- **TASK TO COMPLETE**:
Copy out each line of the data that contains "clicks".

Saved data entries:
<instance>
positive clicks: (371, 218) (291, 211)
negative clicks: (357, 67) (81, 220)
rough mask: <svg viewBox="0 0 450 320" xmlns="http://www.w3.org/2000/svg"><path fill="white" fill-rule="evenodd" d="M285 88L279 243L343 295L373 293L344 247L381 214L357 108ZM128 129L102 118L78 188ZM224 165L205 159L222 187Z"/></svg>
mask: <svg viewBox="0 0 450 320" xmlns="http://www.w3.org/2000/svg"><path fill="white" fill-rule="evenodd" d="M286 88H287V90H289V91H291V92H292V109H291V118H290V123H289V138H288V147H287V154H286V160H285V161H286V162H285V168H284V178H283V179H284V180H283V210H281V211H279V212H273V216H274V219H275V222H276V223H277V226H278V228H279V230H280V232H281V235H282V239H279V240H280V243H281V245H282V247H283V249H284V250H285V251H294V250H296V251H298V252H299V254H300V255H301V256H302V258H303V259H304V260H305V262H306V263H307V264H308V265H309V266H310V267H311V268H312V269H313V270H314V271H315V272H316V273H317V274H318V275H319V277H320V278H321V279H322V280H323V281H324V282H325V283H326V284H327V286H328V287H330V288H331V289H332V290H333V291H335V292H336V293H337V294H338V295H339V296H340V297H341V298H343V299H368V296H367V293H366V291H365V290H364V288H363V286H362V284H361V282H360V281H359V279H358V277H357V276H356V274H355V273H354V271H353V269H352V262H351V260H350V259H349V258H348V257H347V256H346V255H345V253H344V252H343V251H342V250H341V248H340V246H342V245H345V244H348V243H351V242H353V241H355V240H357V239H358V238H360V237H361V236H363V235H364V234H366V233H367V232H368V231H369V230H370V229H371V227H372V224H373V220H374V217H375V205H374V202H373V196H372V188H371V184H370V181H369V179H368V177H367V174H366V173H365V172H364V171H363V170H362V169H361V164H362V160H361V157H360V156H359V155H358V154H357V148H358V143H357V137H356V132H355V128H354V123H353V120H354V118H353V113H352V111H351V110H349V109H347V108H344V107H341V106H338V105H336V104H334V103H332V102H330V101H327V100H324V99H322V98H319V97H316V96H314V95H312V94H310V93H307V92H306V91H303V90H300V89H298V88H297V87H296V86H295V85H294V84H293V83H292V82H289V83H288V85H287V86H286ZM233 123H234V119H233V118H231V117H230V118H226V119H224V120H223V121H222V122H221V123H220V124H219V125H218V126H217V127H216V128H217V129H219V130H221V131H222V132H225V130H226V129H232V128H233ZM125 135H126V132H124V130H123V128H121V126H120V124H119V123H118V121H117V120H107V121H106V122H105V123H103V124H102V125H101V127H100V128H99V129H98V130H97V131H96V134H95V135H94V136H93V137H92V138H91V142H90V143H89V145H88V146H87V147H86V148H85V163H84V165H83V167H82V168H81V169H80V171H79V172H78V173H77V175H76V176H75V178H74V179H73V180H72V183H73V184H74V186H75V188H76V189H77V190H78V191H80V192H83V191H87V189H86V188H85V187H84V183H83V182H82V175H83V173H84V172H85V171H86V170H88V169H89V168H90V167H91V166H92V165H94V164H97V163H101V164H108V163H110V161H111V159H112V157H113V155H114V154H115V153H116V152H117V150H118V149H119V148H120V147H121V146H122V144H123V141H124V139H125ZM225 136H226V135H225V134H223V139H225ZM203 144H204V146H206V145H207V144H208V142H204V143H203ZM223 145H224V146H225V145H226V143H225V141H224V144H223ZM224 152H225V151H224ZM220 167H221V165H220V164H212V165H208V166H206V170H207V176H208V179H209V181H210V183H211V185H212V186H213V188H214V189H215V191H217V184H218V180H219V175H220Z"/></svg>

- **RESULT FOR THIS EXERCISE**:
positive clicks: (371, 218) (291, 211)
negative clicks: (357, 67) (81, 220)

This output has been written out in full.